The Efficient Planet

How To Make a Bundle on Energy Efficiency

Wall Street’s new strategy for investing in good deeds.

suburban sprawl continues in 2006.
Housing tracts sprawl out near Palmdale, Calif.

Photograph by David McNew/Getty Images.

If you’re a geek for gadgets that help you live more energy efficiently, this is a glorious time. Never before has the market so overflowed with cool new kit designed to cut the amount of juice you use—for a premium price. There are LED bulbs light years ahead of Edison’s incandescents. There are windows that darken automatically as the sun sweeps across the sky. There are sleek, smart thermostats that monitor your daily activity and adjust your home’s systems to provide only as much heating and air conditioning as the electronic brains determine you need.

Slick as they are, these devices aren’t yet making a meaningful dent in the nation’s energy consumption or in its greenhouse-gas emissions. That’s because they’re not being deployed at a large scale. Most Americans aren’t geeks for energy-efficiency gadgets. If they’re aware at all that these devices exist, they’ve decided they’re not interested in buying them—even though, over time, lower electricity bills more than pay back the extra initial expense.

There is, in short, a gap between what technologists are selling and what consumers are buying. That gap has big environmental costs, given the vast amounts of energy the United States wastes each year through leaky buildings and inefficient machines. Now, a growing cadre of savvy investors is betting there’s money to be made bridging that divide. They’re designing complex financial instruments to bankroll energy-efficiency improvements in houses and other buildings across the country. And they’re setting themselves up as the middlemen. 

This is a potential energy revolution of the back-office sort. It’s about developing new business models rather than developing new metal. It’s wonky, opaque, and largely untested. It’s just beginning, and it still could fizzle, because scaling it up would require resolving a thicket of thorny technical and financial questions. But if it works, it could make some investors a lot of money. And, theoretically at least, it could do more for the planet than a roomful of futuristic energy-saving devices that sit, sparkling and unused, on a shelf.

Steven Vierengel, a Citigroup director and Wall Street veteran, is among the pinstriped new promoters of this energy-efficiency push. For some 15 years, he has worked at Citigroup securitizing debt, on everything from cars to industrial equipment. The drill: Citigroup finances pools of loans from the original lenders, slicing up the loans based on their different levels of default risk and then reselling the slices to institutional investors. Everyone gets a piece of the action: The original lenders receive new cash to make more loans; the institutional buyers earn interest; Citigroup gets a fee.

(Entries on locating named things)

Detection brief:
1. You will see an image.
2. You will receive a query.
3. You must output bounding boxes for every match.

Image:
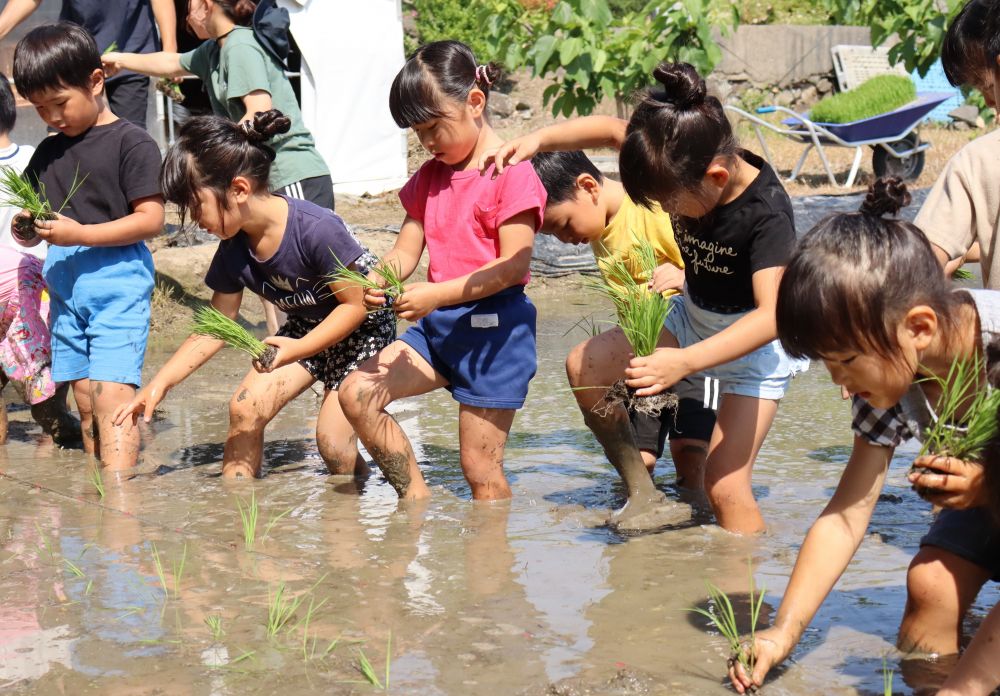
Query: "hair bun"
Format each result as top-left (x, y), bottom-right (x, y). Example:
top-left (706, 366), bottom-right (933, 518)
top-left (861, 176), bottom-right (911, 217)
top-left (243, 109), bottom-right (292, 143)
top-left (653, 63), bottom-right (708, 109)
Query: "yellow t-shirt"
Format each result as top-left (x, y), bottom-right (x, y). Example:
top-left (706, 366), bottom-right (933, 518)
top-left (590, 194), bottom-right (684, 295)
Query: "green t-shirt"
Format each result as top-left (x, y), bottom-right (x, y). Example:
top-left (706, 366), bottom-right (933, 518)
top-left (181, 27), bottom-right (330, 189)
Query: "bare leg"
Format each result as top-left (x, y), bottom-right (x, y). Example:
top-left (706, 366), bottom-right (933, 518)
top-left (340, 341), bottom-right (447, 500)
top-left (222, 363), bottom-right (316, 478)
top-left (458, 404), bottom-right (516, 500)
top-left (316, 390), bottom-right (371, 479)
top-left (897, 546), bottom-right (990, 655)
top-left (90, 379), bottom-right (139, 471)
top-left (705, 394), bottom-right (778, 534)
top-left (566, 328), bottom-right (690, 530)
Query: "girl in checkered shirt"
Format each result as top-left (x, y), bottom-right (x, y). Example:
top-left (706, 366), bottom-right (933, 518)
top-left (729, 179), bottom-right (1000, 694)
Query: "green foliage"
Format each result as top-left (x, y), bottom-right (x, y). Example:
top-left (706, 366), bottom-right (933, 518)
top-left (479, 0), bottom-right (736, 116)
top-left (821, 0), bottom-right (966, 75)
top-left (920, 355), bottom-right (1000, 461)
top-left (809, 75), bottom-right (917, 123)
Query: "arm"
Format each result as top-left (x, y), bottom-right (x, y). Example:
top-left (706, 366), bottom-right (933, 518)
top-left (479, 116), bottom-right (628, 176)
top-left (937, 604), bottom-right (1000, 696)
top-left (101, 51), bottom-right (194, 77)
top-left (254, 274), bottom-right (368, 372)
top-left (35, 196), bottom-right (164, 246)
top-left (625, 266), bottom-right (785, 396)
top-left (149, 0), bottom-right (177, 53)
top-left (112, 292), bottom-right (243, 425)
top-left (0, 0), bottom-right (42, 39)
top-left (729, 435), bottom-right (893, 694)
top-left (395, 210), bottom-right (536, 321)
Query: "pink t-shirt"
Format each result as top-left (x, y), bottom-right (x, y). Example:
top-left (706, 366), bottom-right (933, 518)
top-left (399, 160), bottom-right (545, 285)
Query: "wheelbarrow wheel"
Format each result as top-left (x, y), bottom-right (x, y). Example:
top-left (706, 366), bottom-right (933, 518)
top-left (872, 133), bottom-right (924, 181)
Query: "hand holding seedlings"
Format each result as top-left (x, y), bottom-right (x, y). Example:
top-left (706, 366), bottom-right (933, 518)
top-left (906, 455), bottom-right (990, 510)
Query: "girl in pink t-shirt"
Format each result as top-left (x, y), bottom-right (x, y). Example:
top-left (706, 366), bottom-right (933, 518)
top-left (340, 41), bottom-right (545, 500)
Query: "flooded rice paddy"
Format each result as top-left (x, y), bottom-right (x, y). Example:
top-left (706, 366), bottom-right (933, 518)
top-left (0, 294), bottom-right (998, 696)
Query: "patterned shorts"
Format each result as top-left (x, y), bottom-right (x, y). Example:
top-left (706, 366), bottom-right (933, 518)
top-left (278, 310), bottom-right (396, 389)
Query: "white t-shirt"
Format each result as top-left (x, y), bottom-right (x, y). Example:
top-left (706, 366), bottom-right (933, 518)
top-left (0, 143), bottom-right (49, 259)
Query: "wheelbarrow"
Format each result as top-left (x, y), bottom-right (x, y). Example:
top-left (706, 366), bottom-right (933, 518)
top-left (725, 92), bottom-right (955, 188)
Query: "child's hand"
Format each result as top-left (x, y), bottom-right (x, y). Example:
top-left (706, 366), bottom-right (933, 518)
top-left (35, 214), bottom-right (87, 246)
top-left (649, 263), bottom-right (684, 292)
top-left (906, 455), bottom-right (990, 510)
top-left (479, 133), bottom-right (542, 178)
top-left (111, 378), bottom-right (170, 425)
top-left (392, 283), bottom-right (441, 321)
top-left (625, 348), bottom-right (693, 396)
top-left (253, 336), bottom-right (305, 373)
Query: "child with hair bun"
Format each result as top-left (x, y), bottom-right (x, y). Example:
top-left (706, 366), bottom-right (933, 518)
top-left (729, 179), bottom-right (1000, 695)
top-left (340, 41), bottom-right (545, 500)
top-left (115, 110), bottom-right (396, 478)
top-left (483, 63), bottom-right (805, 533)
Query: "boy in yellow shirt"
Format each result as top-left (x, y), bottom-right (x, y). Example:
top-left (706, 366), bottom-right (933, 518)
top-left (531, 150), bottom-right (719, 527)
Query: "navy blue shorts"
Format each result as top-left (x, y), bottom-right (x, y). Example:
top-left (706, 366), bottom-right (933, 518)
top-left (920, 508), bottom-right (1000, 582)
top-left (400, 285), bottom-right (537, 409)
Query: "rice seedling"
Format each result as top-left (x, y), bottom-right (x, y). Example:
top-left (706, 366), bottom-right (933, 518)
top-left (0, 165), bottom-right (87, 242)
top-left (204, 614), bottom-right (225, 643)
top-left (236, 491), bottom-right (260, 551)
top-left (191, 305), bottom-right (278, 367)
top-left (691, 561), bottom-right (764, 674)
top-left (87, 465), bottom-right (104, 499)
top-left (330, 253), bottom-right (403, 302)
top-left (920, 355), bottom-right (1000, 461)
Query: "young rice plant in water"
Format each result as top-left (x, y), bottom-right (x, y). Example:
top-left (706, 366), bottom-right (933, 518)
top-left (191, 305), bottom-right (278, 367)
top-left (920, 355), bottom-right (1000, 461)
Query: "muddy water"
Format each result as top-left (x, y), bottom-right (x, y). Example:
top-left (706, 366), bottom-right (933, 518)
top-left (0, 294), bottom-right (998, 696)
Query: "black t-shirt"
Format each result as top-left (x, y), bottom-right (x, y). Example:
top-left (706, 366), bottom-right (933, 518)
top-left (674, 150), bottom-right (795, 314)
top-left (26, 119), bottom-right (160, 225)
top-left (59, 0), bottom-right (160, 82)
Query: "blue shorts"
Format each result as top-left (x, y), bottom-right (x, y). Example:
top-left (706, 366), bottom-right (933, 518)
top-left (45, 243), bottom-right (153, 385)
top-left (399, 285), bottom-right (537, 409)
top-left (663, 295), bottom-right (809, 401)
top-left (920, 508), bottom-right (1000, 581)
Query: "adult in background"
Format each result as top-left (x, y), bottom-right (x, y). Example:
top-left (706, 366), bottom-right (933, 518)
top-left (0, 0), bottom-right (177, 128)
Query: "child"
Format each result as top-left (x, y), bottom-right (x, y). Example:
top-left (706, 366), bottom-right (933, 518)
top-left (14, 22), bottom-right (163, 471)
top-left (484, 63), bottom-right (804, 533)
top-left (340, 41), bottom-right (545, 500)
top-left (115, 110), bottom-right (396, 478)
top-left (531, 150), bottom-right (718, 516)
top-left (730, 179), bottom-right (1000, 693)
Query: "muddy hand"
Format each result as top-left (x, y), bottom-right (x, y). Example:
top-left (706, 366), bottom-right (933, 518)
top-left (906, 455), bottom-right (990, 510)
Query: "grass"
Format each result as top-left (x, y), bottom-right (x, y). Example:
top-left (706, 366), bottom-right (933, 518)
top-left (330, 253), bottom-right (403, 302)
top-left (809, 75), bottom-right (917, 123)
top-left (588, 237), bottom-right (670, 357)
top-left (920, 355), bottom-right (1000, 461)
top-left (191, 305), bottom-right (268, 360)
top-left (691, 561), bottom-right (764, 674)
top-left (204, 614), bottom-right (226, 643)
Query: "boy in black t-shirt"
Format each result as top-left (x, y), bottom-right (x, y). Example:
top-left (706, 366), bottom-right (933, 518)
top-left (14, 22), bottom-right (163, 470)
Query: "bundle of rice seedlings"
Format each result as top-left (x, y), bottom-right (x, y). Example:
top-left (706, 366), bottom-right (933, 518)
top-left (191, 305), bottom-right (278, 367)
top-left (920, 355), bottom-right (1000, 468)
top-left (330, 259), bottom-right (403, 311)
top-left (0, 165), bottom-right (87, 242)
top-left (809, 75), bottom-right (917, 123)
top-left (588, 237), bottom-right (677, 417)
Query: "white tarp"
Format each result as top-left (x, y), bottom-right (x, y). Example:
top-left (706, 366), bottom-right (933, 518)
top-left (278, 0), bottom-right (407, 195)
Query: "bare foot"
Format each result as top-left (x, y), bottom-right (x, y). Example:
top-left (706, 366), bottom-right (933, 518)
top-left (608, 491), bottom-right (691, 534)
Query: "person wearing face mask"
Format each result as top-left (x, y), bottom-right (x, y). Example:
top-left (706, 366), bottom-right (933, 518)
top-left (103, 0), bottom-right (334, 210)
top-left (0, 0), bottom-right (177, 128)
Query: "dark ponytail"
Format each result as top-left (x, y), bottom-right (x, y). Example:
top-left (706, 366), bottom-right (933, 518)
top-left (619, 63), bottom-right (738, 206)
top-left (775, 178), bottom-right (968, 361)
top-left (160, 109), bottom-right (292, 216)
top-left (389, 41), bottom-right (501, 128)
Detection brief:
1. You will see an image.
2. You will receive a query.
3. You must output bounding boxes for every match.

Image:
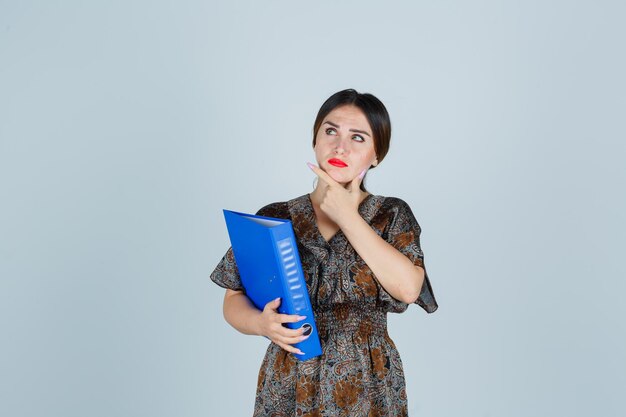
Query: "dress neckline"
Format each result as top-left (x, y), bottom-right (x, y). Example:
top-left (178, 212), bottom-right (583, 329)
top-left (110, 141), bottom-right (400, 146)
top-left (301, 194), bottom-right (384, 252)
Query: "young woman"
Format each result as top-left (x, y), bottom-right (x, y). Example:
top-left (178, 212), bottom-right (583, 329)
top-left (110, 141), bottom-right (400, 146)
top-left (211, 90), bottom-right (437, 417)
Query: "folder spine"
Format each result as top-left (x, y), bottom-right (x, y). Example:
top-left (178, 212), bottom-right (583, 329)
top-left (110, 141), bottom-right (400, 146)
top-left (272, 224), bottom-right (322, 360)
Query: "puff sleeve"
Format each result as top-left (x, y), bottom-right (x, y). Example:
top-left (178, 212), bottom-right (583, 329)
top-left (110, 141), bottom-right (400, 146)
top-left (385, 198), bottom-right (438, 313)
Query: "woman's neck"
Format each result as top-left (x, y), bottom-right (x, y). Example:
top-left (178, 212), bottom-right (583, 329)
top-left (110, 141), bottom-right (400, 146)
top-left (309, 181), bottom-right (370, 207)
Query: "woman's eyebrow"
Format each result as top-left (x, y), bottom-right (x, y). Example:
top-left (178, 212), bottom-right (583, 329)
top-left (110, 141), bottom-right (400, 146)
top-left (324, 120), bottom-right (372, 137)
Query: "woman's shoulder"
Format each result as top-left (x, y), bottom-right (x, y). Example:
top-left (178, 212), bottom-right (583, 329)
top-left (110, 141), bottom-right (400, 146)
top-left (376, 195), bottom-right (411, 212)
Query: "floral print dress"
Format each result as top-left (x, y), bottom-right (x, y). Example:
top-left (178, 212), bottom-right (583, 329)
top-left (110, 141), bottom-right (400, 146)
top-left (211, 194), bottom-right (437, 417)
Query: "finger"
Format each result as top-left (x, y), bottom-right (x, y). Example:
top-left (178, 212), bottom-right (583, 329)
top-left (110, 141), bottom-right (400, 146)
top-left (274, 342), bottom-right (304, 355)
top-left (349, 168), bottom-right (367, 191)
top-left (276, 314), bottom-right (306, 323)
top-left (307, 162), bottom-right (341, 187)
top-left (274, 326), bottom-right (307, 338)
top-left (263, 297), bottom-right (280, 311)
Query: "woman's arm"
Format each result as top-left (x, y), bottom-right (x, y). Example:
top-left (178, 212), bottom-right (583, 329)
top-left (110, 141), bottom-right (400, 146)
top-left (224, 290), bottom-right (309, 355)
top-left (309, 165), bottom-right (424, 304)
top-left (339, 212), bottom-right (424, 304)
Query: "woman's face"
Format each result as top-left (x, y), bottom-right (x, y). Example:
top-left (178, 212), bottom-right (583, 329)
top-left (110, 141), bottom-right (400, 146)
top-left (314, 106), bottom-right (378, 185)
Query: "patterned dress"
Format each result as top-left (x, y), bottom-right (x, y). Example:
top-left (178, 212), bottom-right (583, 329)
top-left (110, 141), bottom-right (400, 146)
top-left (211, 194), bottom-right (437, 417)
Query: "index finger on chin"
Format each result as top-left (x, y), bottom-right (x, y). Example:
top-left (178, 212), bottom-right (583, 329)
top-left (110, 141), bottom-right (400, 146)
top-left (307, 162), bottom-right (339, 185)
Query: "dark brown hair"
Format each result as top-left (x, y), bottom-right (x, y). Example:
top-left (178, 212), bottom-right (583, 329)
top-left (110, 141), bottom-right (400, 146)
top-left (313, 88), bottom-right (391, 191)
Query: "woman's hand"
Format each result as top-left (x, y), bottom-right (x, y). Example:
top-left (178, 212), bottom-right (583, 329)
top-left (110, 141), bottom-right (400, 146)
top-left (259, 298), bottom-right (309, 355)
top-left (307, 163), bottom-right (366, 229)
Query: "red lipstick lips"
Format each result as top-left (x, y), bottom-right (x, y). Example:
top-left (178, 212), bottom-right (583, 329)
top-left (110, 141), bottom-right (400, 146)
top-left (328, 158), bottom-right (348, 168)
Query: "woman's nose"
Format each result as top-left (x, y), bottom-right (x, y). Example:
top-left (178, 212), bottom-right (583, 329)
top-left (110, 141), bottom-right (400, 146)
top-left (335, 138), bottom-right (350, 155)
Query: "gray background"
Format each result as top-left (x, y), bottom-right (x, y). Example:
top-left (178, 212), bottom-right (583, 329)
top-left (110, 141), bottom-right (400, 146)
top-left (0, 0), bottom-right (626, 417)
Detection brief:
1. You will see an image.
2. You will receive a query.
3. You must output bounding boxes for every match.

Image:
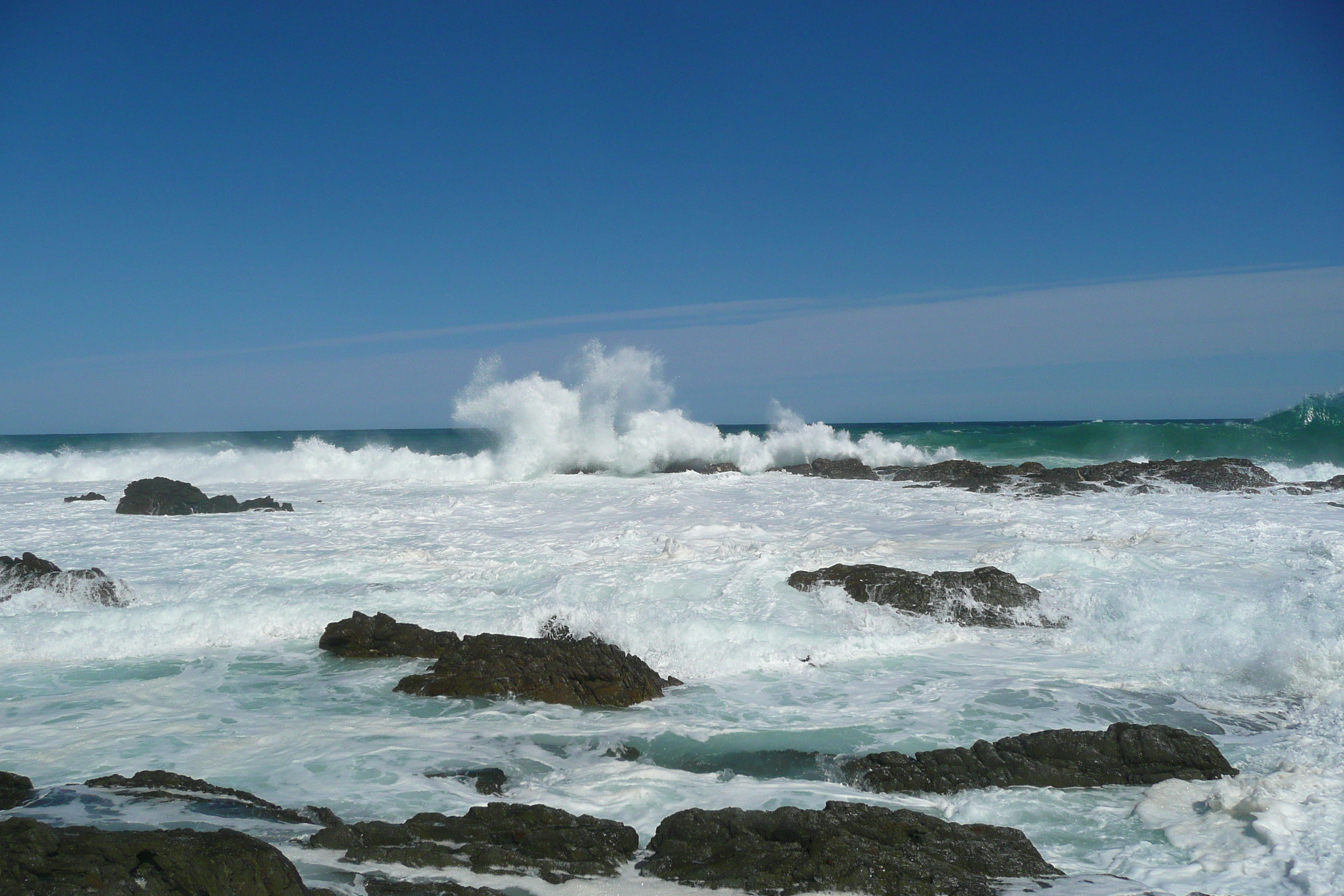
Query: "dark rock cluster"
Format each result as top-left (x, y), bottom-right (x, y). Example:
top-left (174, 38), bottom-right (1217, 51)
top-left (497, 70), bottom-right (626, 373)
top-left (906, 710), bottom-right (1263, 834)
top-left (840, 721), bottom-right (1237, 794)
top-left (789, 563), bottom-right (1040, 627)
top-left (117, 476), bottom-right (294, 516)
top-left (640, 802), bottom-right (1060, 896)
top-left (0, 551), bottom-right (125, 607)
top-left (0, 818), bottom-right (308, 896)
top-left (309, 802), bottom-right (640, 884)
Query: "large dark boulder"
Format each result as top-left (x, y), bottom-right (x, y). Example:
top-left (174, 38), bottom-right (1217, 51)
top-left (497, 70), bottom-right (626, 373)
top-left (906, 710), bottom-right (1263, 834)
top-left (0, 818), bottom-right (308, 896)
top-left (840, 721), bottom-right (1237, 794)
top-left (0, 551), bottom-right (125, 607)
top-left (789, 563), bottom-right (1040, 627)
top-left (317, 610), bottom-right (461, 659)
top-left (309, 802), bottom-right (640, 884)
top-left (0, 771), bottom-right (33, 809)
top-left (397, 634), bottom-right (667, 707)
top-left (640, 802), bottom-right (1059, 896)
top-left (117, 476), bottom-right (294, 516)
top-left (766, 457), bottom-right (882, 480)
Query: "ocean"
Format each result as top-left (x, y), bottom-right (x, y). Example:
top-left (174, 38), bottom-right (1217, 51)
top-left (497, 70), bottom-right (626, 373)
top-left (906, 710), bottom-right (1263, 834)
top-left (0, 376), bottom-right (1344, 896)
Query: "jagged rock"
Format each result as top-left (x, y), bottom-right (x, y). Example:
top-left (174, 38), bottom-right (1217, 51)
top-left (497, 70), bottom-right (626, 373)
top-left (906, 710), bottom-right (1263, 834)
top-left (397, 634), bottom-right (665, 707)
top-left (766, 457), bottom-right (882, 480)
top-left (662, 461), bottom-right (742, 476)
top-left (317, 610), bottom-right (461, 659)
top-left (0, 771), bottom-right (33, 809)
top-left (425, 769), bottom-right (508, 797)
top-left (309, 802), bottom-right (640, 884)
top-left (0, 818), bottom-right (308, 896)
top-left (840, 721), bottom-right (1237, 794)
top-left (789, 563), bottom-right (1040, 627)
top-left (117, 476), bottom-right (294, 516)
top-left (640, 802), bottom-right (1060, 896)
top-left (0, 551), bottom-right (126, 607)
top-left (85, 770), bottom-right (324, 825)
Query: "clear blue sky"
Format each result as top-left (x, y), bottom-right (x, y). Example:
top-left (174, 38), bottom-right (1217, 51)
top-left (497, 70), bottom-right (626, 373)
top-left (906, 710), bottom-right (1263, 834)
top-left (0, 0), bottom-right (1344, 433)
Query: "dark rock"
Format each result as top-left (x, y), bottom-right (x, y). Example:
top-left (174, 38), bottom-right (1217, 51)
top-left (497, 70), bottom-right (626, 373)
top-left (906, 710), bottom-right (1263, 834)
top-left (117, 476), bottom-right (294, 516)
top-left (0, 551), bottom-right (126, 607)
top-left (309, 802), bottom-right (640, 884)
top-left (0, 771), bottom-right (33, 809)
top-left (662, 461), bottom-right (742, 476)
top-left (640, 802), bottom-right (1060, 896)
top-left (0, 818), bottom-right (308, 896)
top-left (317, 610), bottom-right (461, 659)
top-left (766, 457), bottom-right (882, 480)
top-left (85, 770), bottom-right (310, 825)
top-left (425, 769), bottom-right (508, 797)
top-left (789, 563), bottom-right (1040, 627)
top-left (397, 634), bottom-right (664, 707)
top-left (840, 721), bottom-right (1237, 794)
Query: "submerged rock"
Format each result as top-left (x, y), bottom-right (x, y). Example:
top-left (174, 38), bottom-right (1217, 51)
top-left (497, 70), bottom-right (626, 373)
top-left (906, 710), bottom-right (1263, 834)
top-left (789, 563), bottom-right (1040, 627)
top-left (397, 634), bottom-right (667, 707)
top-left (0, 771), bottom-right (33, 809)
top-left (0, 818), bottom-right (308, 896)
top-left (766, 457), bottom-right (882, 480)
top-left (85, 770), bottom-right (341, 825)
top-left (309, 802), bottom-right (640, 884)
top-left (317, 610), bottom-right (461, 659)
top-left (640, 802), bottom-right (1060, 896)
top-left (0, 551), bottom-right (126, 607)
top-left (840, 721), bottom-right (1237, 794)
top-left (117, 476), bottom-right (294, 516)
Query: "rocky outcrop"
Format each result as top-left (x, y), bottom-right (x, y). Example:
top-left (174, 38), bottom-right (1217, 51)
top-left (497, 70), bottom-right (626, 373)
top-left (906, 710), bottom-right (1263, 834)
top-left (766, 457), bottom-right (882, 480)
top-left (117, 476), bottom-right (294, 516)
top-left (875, 457), bottom-right (1278, 496)
top-left (317, 610), bottom-right (461, 659)
top-left (85, 770), bottom-right (341, 825)
top-left (640, 802), bottom-right (1059, 896)
top-left (397, 634), bottom-right (665, 707)
top-left (840, 721), bottom-right (1237, 794)
top-left (789, 563), bottom-right (1040, 627)
top-left (309, 802), bottom-right (640, 884)
top-left (0, 771), bottom-right (33, 809)
top-left (0, 551), bottom-right (128, 607)
top-left (0, 818), bottom-right (308, 896)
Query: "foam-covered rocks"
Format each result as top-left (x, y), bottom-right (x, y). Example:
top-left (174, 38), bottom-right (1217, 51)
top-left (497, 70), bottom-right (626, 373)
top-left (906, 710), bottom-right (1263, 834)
top-left (789, 563), bottom-right (1040, 627)
top-left (640, 802), bottom-right (1059, 896)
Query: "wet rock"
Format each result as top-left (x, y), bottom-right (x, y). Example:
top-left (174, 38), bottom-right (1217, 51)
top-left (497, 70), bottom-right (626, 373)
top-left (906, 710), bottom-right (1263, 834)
top-left (789, 563), bottom-right (1040, 627)
top-left (766, 457), bottom-right (882, 480)
top-left (640, 802), bottom-right (1060, 896)
top-left (0, 551), bottom-right (128, 607)
top-left (317, 610), bottom-right (461, 659)
top-left (840, 721), bottom-right (1237, 794)
top-left (0, 771), bottom-right (33, 809)
top-left (397, 634), bottom-right (665, 707)
top-left (425, 769), bottom-right (508, 797)
top-left (117, 476), bottom-right (294, 516)
top-left (309, 802), bottom-right (640, 884)
top-left (0, 818), bottom-right (308, 896)
top-left (85, 770), bottom-right (313, 825)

#### [WRITTEN TASK 1]
In the energy-efficiency article, rewrite the paragraph that begins "There is, in short, a gap" as a short bulleted list that keeps its main facts.
#### [WRITTEN TASK 2]
According to the energy-efficiency article, how long has Steven Vierengel worked at Citigroup securitizing debt?
#### [WRITTEN TASK 3]
Write the next part of the article on investing in energy efficiency, picking up after its last sentence.

#### [WRITTEN ANSWER 1]
- Technologists are selling energy-efficiency devices that consumers are not buying.
- This gap has big environmental costs because the United States wastes vast amounts of energy each year through leaky buildings and inefficient machines.
- A growing cadre of savvy investors is betting there is money to be made in bridging it.
- They are designing complex financial instruments to bankroll efficiency improvements in houses and other buildings across the country.
- They are setting themselves up as the middlemen.

#### [WRITTEN ANSWER 2]
Some 15 years.

#### [WRITTEN ANSWER 3]
Earlier this year, Vierengel began eyeing the possibility of applying the securitization model to a different kind of loan: loans to consumers who invest in home energy-efficiency improvements, from better-burning furnaces to insulated windows. He expects the first round of this newfangled debt to hit the market early next year. He won’t disclose the amount he’s targeting for the first offering, but he says he hopes the market soon will grow to the point where, every year, it issues four or five pools of securitized energy-efficiency debt, each pool totaling between $150 million and $500 million. That still would be smaller than many new-car loan pools, but it would be big in the context of the energy-efficiency market. Ultimately, he hopes to crank out a steady stream of energy-efficiency securitizations, cookie-cutter style. His strategy: “Repeat, repeat, repeat,” he says. “I want to be able to show folks across the country how to deliver scale.”

Few people doubt the opportunity. For years, studies have concluded the economy is groaning under the weight of energy inefficiencies that, if fixed, would pay for themselves through reduced energy costs. In the insiders’ parlance, energy efficiency is the “low-hanging fruit” that, if picked, could provide for a more economically and environmentally sustainable energy system. 

A variety of messy market realities has left most of the low-hanging fruit unharvested. To cite just one, the fruit doesn’t grow conveniently on a single tree. It’s spread across the vast field of the national economy—a strawberry in this house’s leaky walls, an orange in that apartment building’s inefficient boiler. The potential efficiency gains are dispersed “across more than 100 million buildings and literally billions of devices,” consultant McKinsey & Co. noted in a 2009 report. “This dispersion ensures that efficiency is the highest priority for virtually no one.”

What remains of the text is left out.